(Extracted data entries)
===============

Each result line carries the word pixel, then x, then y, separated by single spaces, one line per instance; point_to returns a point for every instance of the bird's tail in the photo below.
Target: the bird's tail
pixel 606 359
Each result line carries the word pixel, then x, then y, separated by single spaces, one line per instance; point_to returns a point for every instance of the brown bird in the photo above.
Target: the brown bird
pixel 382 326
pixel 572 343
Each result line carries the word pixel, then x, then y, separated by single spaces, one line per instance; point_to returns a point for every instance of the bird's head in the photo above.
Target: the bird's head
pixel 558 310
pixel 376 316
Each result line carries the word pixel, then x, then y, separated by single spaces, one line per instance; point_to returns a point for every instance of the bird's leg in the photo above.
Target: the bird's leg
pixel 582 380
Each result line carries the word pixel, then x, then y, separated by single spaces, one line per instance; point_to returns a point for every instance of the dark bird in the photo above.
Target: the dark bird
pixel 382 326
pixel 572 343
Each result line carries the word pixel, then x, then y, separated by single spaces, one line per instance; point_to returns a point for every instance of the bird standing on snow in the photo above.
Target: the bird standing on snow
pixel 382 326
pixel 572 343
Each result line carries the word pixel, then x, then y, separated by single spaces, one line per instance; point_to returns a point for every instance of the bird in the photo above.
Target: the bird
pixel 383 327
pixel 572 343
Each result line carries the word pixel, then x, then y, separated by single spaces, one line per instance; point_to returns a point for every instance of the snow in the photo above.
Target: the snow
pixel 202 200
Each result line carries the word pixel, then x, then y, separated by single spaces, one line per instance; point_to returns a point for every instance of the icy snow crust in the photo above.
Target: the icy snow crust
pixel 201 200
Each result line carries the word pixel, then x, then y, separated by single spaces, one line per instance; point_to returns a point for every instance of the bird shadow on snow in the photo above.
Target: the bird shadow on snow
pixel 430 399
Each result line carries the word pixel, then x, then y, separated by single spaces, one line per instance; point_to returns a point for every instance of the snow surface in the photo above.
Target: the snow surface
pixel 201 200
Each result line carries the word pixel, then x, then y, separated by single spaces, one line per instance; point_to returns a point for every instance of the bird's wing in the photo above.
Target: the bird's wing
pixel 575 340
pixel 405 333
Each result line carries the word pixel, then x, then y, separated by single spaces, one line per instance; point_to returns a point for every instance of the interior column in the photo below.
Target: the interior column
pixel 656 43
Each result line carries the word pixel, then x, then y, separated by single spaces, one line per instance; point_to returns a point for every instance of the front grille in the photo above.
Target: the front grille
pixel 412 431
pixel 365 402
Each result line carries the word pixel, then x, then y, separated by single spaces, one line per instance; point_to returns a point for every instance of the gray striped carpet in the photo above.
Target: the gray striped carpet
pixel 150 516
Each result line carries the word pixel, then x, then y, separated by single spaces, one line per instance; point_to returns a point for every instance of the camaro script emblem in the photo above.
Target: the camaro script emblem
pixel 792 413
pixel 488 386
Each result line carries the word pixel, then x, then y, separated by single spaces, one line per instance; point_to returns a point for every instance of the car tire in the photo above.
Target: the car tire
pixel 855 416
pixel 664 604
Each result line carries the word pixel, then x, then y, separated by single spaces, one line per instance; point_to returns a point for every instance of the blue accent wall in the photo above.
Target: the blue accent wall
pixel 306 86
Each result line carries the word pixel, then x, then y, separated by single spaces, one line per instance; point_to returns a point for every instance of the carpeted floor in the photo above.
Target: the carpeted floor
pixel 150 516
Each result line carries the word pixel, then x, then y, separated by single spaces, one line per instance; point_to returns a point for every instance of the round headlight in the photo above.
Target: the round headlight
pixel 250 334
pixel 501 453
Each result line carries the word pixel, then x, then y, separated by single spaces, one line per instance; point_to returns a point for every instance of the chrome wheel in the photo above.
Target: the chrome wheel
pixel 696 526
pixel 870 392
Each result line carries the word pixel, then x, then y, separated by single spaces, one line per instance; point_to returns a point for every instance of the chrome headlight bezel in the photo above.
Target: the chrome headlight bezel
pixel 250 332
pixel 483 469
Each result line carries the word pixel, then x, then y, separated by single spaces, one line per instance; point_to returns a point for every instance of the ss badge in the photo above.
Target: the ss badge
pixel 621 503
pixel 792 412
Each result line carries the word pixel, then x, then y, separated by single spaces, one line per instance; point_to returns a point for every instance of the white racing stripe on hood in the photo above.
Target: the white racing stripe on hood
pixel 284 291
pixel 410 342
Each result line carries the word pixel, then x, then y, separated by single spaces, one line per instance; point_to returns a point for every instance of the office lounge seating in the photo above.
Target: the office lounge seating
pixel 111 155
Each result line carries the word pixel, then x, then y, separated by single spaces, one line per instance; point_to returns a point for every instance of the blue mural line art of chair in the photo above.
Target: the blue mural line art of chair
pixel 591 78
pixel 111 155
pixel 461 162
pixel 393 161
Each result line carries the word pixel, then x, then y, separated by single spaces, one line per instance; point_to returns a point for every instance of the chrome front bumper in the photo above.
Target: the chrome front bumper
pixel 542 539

===============

[PROBLEM REQUIREMENTS] Please copy the stretch of the material from the line containing "tire in the photo above." through the line containing "pixel 792 412", with both of those lines included and nothing changed.

[SOLVED EXERCISE]
Each result line carries the word pixel, then x, then y, separated by single spaces, one line per instance; point_to returns a point for every instance of the car tire in the photo above.
Target: the car tire
pixel 855 416
pixel 664 604
Each result line carries the word pixel, then x, then y, separated by single spaces, one line per instance; point_to returns a point for every instance of the blue accent wall in the photo above.
Target: the blue accent wall
pixel 306 86
Each result line carries the word pixel, then x, then y, separated by single spaces, one line per instance; point_to returns a point for every instance of the carpeted floor in the photo above.
Target: the carpeted floor
pixel 150 516
Each result line carries the word pixel, then x, then y, separated by single spaces, one line per instance; point_to returns a point for every instance of the round headlight in the photo above.
Target: the round headlight
pixel 250 334
pixel 501 453
Each result line carries the word pixel, then x, then y, separated by single spaces, one line per instance; point_to returns a point for every instance of the chrome wheel in the photo above.
Target: the chrome wheel
pixel 696 526
pixel 870 392
Each result line carries the word pixel, then x, then y, separated by single spaces, one line per instance; point_to returns a point for every instance of the chrome headlight bezel in the photo above.
Target: the chrome headlight bezel
pixel 250 332
pixel 483 469
Each result line carries the word pixel, then x, then y, separated by single spaces, one line per instance; point_to returns a point for every instance of the ss badge in the photo above.
Target: the ss badge
pixel 621 503
pixel 792 412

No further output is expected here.